## Dataset excerpts
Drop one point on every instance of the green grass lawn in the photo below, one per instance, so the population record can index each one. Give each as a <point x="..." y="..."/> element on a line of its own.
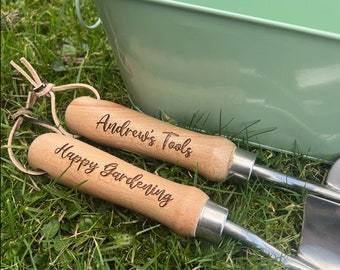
<point x="47" y="226"/>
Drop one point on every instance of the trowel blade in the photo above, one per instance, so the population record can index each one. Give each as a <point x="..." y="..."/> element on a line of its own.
<point x="333" y="178"/>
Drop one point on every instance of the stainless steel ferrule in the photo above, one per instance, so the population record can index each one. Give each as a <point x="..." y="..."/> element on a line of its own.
<point x="211" y="222"/>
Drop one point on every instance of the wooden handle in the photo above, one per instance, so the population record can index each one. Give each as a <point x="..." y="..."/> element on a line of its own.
<point x="114" y="125"/>
<point x="100" y="174"/>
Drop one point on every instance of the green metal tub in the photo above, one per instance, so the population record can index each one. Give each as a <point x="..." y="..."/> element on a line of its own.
<point x="271" y="72"/>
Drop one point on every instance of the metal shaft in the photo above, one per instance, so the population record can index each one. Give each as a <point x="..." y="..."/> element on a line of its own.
<point x="251" y="239"/>
<point x="282" y="179"/>
<point x="214" y="224"/>
<point x="244" y="165"/>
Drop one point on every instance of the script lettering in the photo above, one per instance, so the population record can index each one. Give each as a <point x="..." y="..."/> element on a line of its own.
<point x="136" y="182"/>
<point x="124" y="130"/>
<point x="66" y="153"/>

## Task
The line with "Drop one point on every instance of the script" and all the lines after it in the records above are to be output exactly, with nothing added.

## Output of the exercise
Drop one point on every instance of the script lettering in the photo above, one per instance, so the population record can index each one. Give each as a <point x="..." y="..."/> element on a line of its own.
<point x="136" y="182"/>
<point x="124" y="130"/>
<point x="66" y="153"/>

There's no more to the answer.